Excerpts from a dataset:
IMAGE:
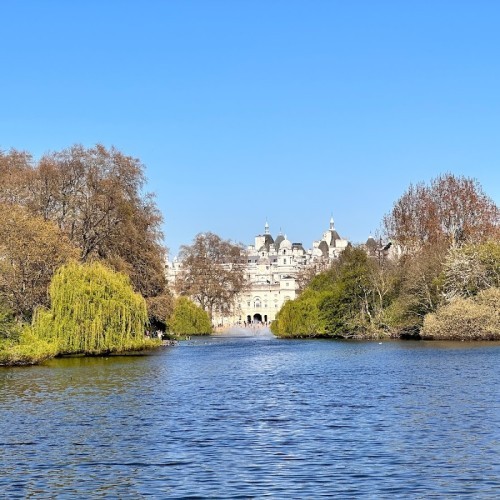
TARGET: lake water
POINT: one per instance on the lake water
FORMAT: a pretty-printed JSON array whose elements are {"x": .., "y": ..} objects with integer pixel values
[{"x": 244, "y": 417}]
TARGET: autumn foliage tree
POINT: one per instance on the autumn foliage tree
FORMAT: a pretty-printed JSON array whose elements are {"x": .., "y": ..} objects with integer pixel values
[
  {"x": 31, "y": 249},
  {"x": 94, "y": 196},
  {"x": 93, "y": 310},
  {"x": 212, "y": 272},
  {"x": 449, "y": 210}
]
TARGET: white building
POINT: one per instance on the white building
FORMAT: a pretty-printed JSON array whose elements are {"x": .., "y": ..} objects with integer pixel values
[{"x": 273, "y": 268}]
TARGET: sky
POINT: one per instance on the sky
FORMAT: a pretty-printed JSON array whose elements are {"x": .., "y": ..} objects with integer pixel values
[{"x": 244, "y": 111}]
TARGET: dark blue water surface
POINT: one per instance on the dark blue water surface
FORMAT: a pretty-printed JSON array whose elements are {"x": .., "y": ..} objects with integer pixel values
[{"x": 256, "y": 416}]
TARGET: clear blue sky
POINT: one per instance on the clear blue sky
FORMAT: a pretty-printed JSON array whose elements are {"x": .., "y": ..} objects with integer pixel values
[{"x": 243, "y": 110}]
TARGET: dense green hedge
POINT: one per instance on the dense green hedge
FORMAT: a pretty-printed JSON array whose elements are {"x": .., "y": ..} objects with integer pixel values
[{"x": 188, "y": 319}]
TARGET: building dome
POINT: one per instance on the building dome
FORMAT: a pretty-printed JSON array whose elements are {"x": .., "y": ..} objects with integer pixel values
[
  {"x": 285, "y": 244},
  {"x": 371, "y": 243},
  {"x": 323, "y": 247},
  {"x": 277, "y": 241}
]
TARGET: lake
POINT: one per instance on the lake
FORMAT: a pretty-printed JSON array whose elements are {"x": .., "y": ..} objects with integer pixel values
[{"x": 253, "y": 416}]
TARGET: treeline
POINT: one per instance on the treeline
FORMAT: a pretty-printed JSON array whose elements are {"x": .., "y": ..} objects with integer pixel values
[
  {"x": 443, "y": 281},
  {"x": 81, "y": 205}
]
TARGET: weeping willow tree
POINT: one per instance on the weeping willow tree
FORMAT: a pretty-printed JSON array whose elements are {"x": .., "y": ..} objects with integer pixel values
[{"x": 93, "y": 310}]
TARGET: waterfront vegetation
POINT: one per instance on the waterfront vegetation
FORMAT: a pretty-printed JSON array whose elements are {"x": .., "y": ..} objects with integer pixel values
[
  {"x": 84, "y": 206},
  {"x": 93, "y": 310},
  {"x": 188, "y": 318},
  {"x": 445, "y": 284},
  {"x": 82, "y": 265}
]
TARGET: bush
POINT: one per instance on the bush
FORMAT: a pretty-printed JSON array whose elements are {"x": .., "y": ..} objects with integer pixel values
[
  {"x": 299, "y": 317},
  {"x": 188, "y": 319},
  {"x": 466, "y": 319}
]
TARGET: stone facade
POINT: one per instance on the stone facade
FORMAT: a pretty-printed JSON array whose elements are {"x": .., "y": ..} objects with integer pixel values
[{"x": 273, "y": 270}]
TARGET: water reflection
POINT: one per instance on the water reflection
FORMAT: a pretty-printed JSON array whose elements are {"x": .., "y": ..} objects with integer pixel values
[{"x": 248, "y": 416}]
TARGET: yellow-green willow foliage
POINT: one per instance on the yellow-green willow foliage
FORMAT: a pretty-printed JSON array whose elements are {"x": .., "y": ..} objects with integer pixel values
[{"x": 93, "y": 310}]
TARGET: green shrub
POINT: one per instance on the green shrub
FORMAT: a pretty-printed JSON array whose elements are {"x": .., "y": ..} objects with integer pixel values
[
  {"x": 188, "y": 319},
  {"x": 93, "y": 310},
  {"x": 28, "y": 350}
]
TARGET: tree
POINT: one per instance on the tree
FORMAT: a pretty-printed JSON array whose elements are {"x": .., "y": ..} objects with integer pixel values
[
  {"x": 93, "y": 310},
  {"x": 451, "y": 210},
  {"x": 31, "y": 249},
  {"x": 473, "y": 318},
  {"x": 15, "y": 171},
  {"x": 188, "y": 319},
  {"x": 300, "y": 317},
  {"x": 470, "y": 269},
  {"x": 212, "y": 272},
  {"x": 95, "y": 197}
]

▸ **Task description**: Repeat, with no pictures, each line from the beginning of the data through the line containing "POINT: one per instance on the building dome", inclusive.

▸ **Written solution**:
IMAGE:
TARGET: lake water
POINT: one per instance on the lake water
FORMAT: a pretty-printed JSON array whose elements are {"x": .., "y": ..} objects with integer pixel values
[{"x": 244, "y": 417}]
TARGET: autumn foliage tree
POINT: one per instance on the autumn foliage tree
FORMAT: a pretty-printed JSON array whose elements are {"x": .., "y": ..} objects with integer pixel values
[
  {"x": 31, "y": 249},
  {"x": 94, "y": 196},
  {"x": 93, "y": 310},
  {"x": 212, "y": 272},
  {"x": 449, "y": 210}
]
TARGET: white building
POINT: one per instance on the white building
FORMAT: a pretty-printed JSON array whose elements are {"x": .., "y": ..} objects with integer pixel values
[{"x": 273, "y": 268}]
TARGET: sky
POINT: one per instance on the sky
FORMAT: a pretty-printed JSON array whose elements are {"x": .., "y": ..} objects with integer pixel values
[{"x": 244, "y": 111}]
TARGET: dark blue water surface
POINT: one per instance on the dark blue water surface
FORMAT: a pretty-printed JSON array whose elements are {"x": .., "y": ..} objects with integer pixel values
[{"x": 256, "y": 416}]
TARGET: clear blue sky
POINT: one per instance on the clear blue sky
FORMAT: a pretty-printed JSON array whose elements are {"x": .., "y": ..} objects with integer pixel values
[{"x": 243, "y": 110}]
TARGET: dense green hedge
POINT: one per instance on the dense green hedge
FORMAT: a pretty-printed JSON array whose elements are {"x": .., "y": ..} objects with integer pixel values
[{"x": 188, "y": 319}]
TARGET: building dome
POINT: one per instance on the building dome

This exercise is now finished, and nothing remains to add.